Auch der demokratiepolitische Sprecher der grünen Fraktion, Gerald Häfner, sagte der taz, er halte es „auf jeden Fall für nötig, dass die Grünen ihre Haltung zum Militäreinsatz unabhängig von der Koalitionsfrage definieren“.

Keine Erlösung

In der Tat dürfte es den grünen Befürwortern des Bundeswehreinsatzes schwer fallen, ein Junktim auf dem Parteitag durchzusetzen – der Vorwurf, dass Kanzler Schröder mit dieser Verbindung die Grünen erpresst habe, kam schließlich nicht nur von Kriegskritikern. „Das Gleiche auf dem Parteitag noch mal zu tun, wäre sicher nicht klug“, sagte Häfner, der am Freitag nach langem Ringen mit Ja gestimmt hatte. Schröders erfolgreiches Manöver mit der Kopplung an die Vertrauensfrage bezeichnet Häfner sogar als „Niederlage für die Demokratie“. Das soll den Grünen am Wochenende nicht passieren.

Im Grunde geht es eher um eine formale Frage. Ob getrennte Abstimmungen oder nicht – das wird den pazifistischen Flügel nicht aus seinem Dilemma erlösen. So oder so ist klar, dass die SPD eine Ablehnung des Bundestagsbeschlusses vom letzten Freitag durch die grüne Partei als Grund für das Ende der Koalition werten würde.

Sollte der grüne Parteitag also gegen die Bereitstellung deutscher Soldaten stimmen, wird es auch nichts mehr helfen, wenn eine große Mehrheit anschließend für die Fortsetzung der Koalition plädiert. „Dann haben wir ein Problem“, räumt Häfner ein.

++++++++++++++++++++

ARBEITSANWEISUNGEN:
1) Schreiben Sie aus dem Text zum grünen Parteitag die Passage von „Keine Erlösung“ bis einschließlich „Wochenende nicht passieren.“ wortgetreu ab.
2) Übertragen Sie den Satz „Das soll den Grünen am Wochenende nicht passieren.“ aus dem Text zum grünen Parteitag ins Englische.
3) Setzen Sie den Text zum grünen Parteitag im Anschluss an seinen letzten Satz fort.

VORLIEGENDE ZEILEN:
++++++++++++++++++++

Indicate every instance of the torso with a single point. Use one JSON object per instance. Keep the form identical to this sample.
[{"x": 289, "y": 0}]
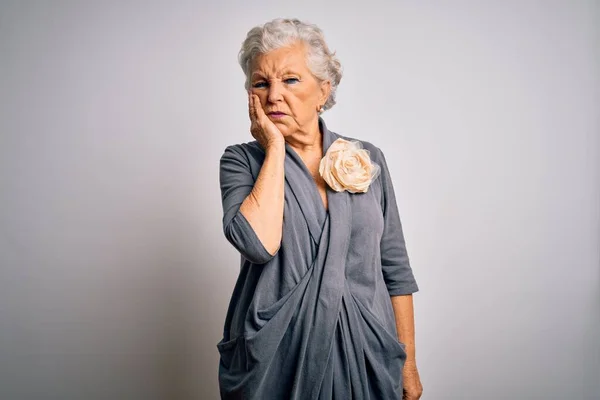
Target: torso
[{"x": 312, "y": 164}]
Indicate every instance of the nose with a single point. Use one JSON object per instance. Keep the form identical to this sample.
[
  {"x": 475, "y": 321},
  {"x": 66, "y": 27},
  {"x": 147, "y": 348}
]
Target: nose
[{"x": 275, "y": 92}]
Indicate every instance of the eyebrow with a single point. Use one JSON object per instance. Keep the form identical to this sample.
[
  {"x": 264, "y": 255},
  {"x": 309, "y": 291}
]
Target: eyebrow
[{"x": 287, "y": 71}]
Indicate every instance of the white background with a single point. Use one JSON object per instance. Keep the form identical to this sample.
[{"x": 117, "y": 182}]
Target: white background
[{"x": 115, "y": 275}]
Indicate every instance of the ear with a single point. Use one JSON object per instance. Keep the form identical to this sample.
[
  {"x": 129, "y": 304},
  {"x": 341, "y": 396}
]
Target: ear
[{"x": 325, "y": 88}]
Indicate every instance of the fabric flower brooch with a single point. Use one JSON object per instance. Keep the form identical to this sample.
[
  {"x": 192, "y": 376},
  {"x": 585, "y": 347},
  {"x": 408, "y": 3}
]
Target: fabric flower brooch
[{"x": 347, "y": 166}]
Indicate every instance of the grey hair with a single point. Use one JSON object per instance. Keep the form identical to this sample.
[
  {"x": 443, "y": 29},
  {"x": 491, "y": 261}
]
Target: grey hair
[{"x": 282, "y": 32}]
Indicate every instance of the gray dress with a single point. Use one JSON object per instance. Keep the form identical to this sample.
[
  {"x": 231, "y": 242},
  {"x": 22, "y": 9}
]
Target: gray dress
[{"x": 315, "y": 320}]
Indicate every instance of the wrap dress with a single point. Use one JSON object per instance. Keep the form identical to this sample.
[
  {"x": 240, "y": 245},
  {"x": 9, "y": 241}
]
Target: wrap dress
[{"x": 315, "y": 320}]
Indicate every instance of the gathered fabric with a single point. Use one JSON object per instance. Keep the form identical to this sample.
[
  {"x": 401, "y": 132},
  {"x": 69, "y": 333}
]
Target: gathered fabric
[{"x": 315, "y": 320}]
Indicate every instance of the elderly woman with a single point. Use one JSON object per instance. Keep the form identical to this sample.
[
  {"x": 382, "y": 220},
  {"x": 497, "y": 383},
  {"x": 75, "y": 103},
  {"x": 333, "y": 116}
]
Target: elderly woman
[{"x": 322, "y": 308}]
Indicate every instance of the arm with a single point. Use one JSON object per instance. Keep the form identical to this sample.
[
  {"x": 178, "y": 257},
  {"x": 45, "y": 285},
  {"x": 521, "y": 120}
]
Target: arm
[
  {"x": 405, "y": 324},
  {"x": 263, "y": 207},
  {"x": 399, "y": 280},
  {"x": 253, "y": 211}
]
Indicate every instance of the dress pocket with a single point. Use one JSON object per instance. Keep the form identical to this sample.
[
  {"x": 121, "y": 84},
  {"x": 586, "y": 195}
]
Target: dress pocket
[
  {"x": 378, "y": 335},
  {"x": 233, "y": 353},
  {"x": 262, "y": 344}
]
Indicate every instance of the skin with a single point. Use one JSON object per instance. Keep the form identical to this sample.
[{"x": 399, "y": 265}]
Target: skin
[{"x": 281, "y": 81}]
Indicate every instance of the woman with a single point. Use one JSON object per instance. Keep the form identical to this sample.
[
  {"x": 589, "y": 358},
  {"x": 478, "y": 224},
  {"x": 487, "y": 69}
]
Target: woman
[{"x": 322, "y": 308}]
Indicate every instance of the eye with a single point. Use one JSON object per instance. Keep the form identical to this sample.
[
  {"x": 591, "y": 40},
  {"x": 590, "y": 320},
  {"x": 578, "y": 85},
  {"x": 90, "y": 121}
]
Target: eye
[{"x": 259, "y": 85}]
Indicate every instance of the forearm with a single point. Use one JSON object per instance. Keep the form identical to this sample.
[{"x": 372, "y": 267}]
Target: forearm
[
  {"x": 405, "y": 324},
  {"x": 263, "y": 207}
]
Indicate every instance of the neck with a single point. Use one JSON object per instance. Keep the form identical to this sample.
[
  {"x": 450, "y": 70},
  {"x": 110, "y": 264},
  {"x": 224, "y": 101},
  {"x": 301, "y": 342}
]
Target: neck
[{"x": 308, "y": 139}]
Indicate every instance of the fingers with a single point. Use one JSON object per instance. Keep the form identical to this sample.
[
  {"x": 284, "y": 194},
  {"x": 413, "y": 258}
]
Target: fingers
[
  {"x": 260, "y": 113},
  {"x": 251, "y": 107}
]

++++++++++++++++++++

ANTWORTEN:
1)
Keine Erlösung

In der Tat dürfte es den grünen Befürwortern des Bundeswehreinsatzes schwer fallen, ein Junktim auf dem Parteitag durchzusetzen – der Vorwurf, dass Kanzler Schröder mit dieser Verbindung die Grünen erpresst habe, kam schließlich nicht nur von Kriegskritikern. „Das Gleiche auf dem Parteitag noch mal zu tun, wäre sicher nicht klug“, sagte Häfner, der am Freitag nach langem Ringen mit Ja gestimmt hatte. Schröders erfolgreiches Manöver mit der Kopplung an die Vertrauensfrage bezeichnet Häfner sogar als „Niederlage für die Demokratie“. Das soll den Grünen am Wochenende nicht passieren.

2) That is not supposed to happen to the Greens on the weekend.

3)
Als Königsweg – Kriegskritik plus Erhalt der Koalition – schwebt Ströbele offenbar ein Antrag vor, der sich gegen kriegerische Kampfeinsätze deutscher Soldaten wendet. Ströbele hofft, dass Außenminister Joschka Fischer eine solche Formulierung akzeptieren kann.

Alles deutet darauf hin, dass in Rostock eine Schlacht um Definitionen und Formelkompromisse ansteht: Inwieweit ist der Einsatz der 3.900 Bundeswehrsoldaten als Kriegseinsatz, inwieweit als jene humanitäre, polizeiliche Aktion zu verstehen, die Ströbele wünscht? Selbst den Einsatz der hundert Mann der KSK, die möglicherweise Al-Qaida-Mitglieder jagen sollen, kann man ja als polizeiliche Maßnahme definieren.

Mahnung an Fischer

Auch die grünen Kriegsbefürworter meldeten sich gestern bereits zu Wort. 33 von ihnen legten einen „Initiativantrag für den Rostocker Parteitag“ vor, der auf eine eindeutige, klare Unterstützung des Bundestagsbeschlusses zielt. „Der weitgehende Zusammenbruch des Taliban-Regimes ist von einem Großteil der Bevölkerung offenkundig als Befreiung wahrgenommen worden“, heißt es in dem Papier, zu dessen Unterzeichnern unter anderem Ralf Fücks, Daniel Cohn-Bendit, Marieluise Beck, Reinhard Loske, Michaele Schreyer und Rebecca Harms zählen. Sie alle betonen, die USA würden „keinen ,Krieg gegen Afghanistan“ führen, sondern gegen ein „menschenverachtendes Regime“. Gleichzeitig wird aber der Einsatz von Streubomben durch die USA kritisiert und gefordert, dass Terror vor allem politisch bekämpft werden müsse. Konkret, und insofern interessant, wird das Papier in zwei Punkten: Die Bundesregierung wird aufgefordert, die Entwicklungshilfe zu erhöhen – wenn auch nur mit einer vorsichtigen Formulierung: „Schritte in diese Richtung müssen bereits im Bundeshaushalt 2002 sichtbar werden.“ Brisanter ist die Forderung, die Bundesregierung solle „sich gegenüber den USA energisch“ für die Errichtung eines Internationalen Strafgerichtshofs einsetzen, „der bei schweren Verstößen gegen die Menschenrechte und das Völkerrecht aktiv werden kann“. Die USA weigern sich, dies zu tun, weil sie fürchten, auch US-Militärs könnten dort angeklagt werden.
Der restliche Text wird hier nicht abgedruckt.